### The task
Change "denim shorts" to "cutoff shorts" throughout the items below and write out their lines again with nothing else altered. Omit the pictures from your answer.

-- begin Dataset --

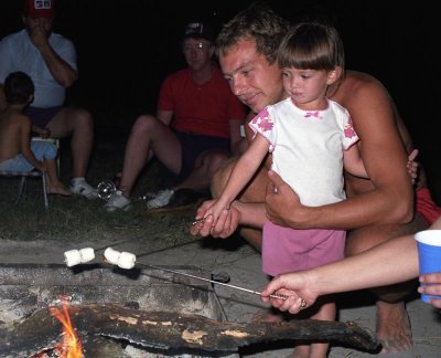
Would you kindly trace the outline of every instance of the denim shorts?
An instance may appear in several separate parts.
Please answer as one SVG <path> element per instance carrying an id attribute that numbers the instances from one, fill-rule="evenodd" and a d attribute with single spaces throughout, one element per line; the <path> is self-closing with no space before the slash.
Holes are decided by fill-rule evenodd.
<path id="1" fill-rule="evenodd" d="M 32 140 L 31 150 L 36 160 L 40 161 L 44 159 L 55 159 L 57 154 L 55 145 L 50 141 Z M 34 169 L 34 166 L 32 166 L 22 154 L 18 154 L 15 157 L 0 162 L 0 170 L 26 172 L 32 169 Z"/>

-- end Dataset --

### Exercise response
Would you kindly trace the outline of every instance of the cutoff shorts?
An instance may appear in several separate parts.
Please answer as one SVG <path> element per instance carrying an id attribute that numbers the instances from one, fill-rule="evenodd" and a d attribute with single spaces throughout, one element per line; the <path> is self-closing with no space before the slash.
Holes are decided by fill-rule evenodd.
<path id="1" fill-rule="evenodd" d="M 32 140 L 31 150 L 36 160 L 40 161 L 44 159 L 55 159 L 57 154 L 55 145 L 50 141 Z M 34 169 L 34 166 L 32 166 L 22 154 L 18 154 L 15 157 L 0 162 L 0 170 L 26 172 L 32 169 Z"/>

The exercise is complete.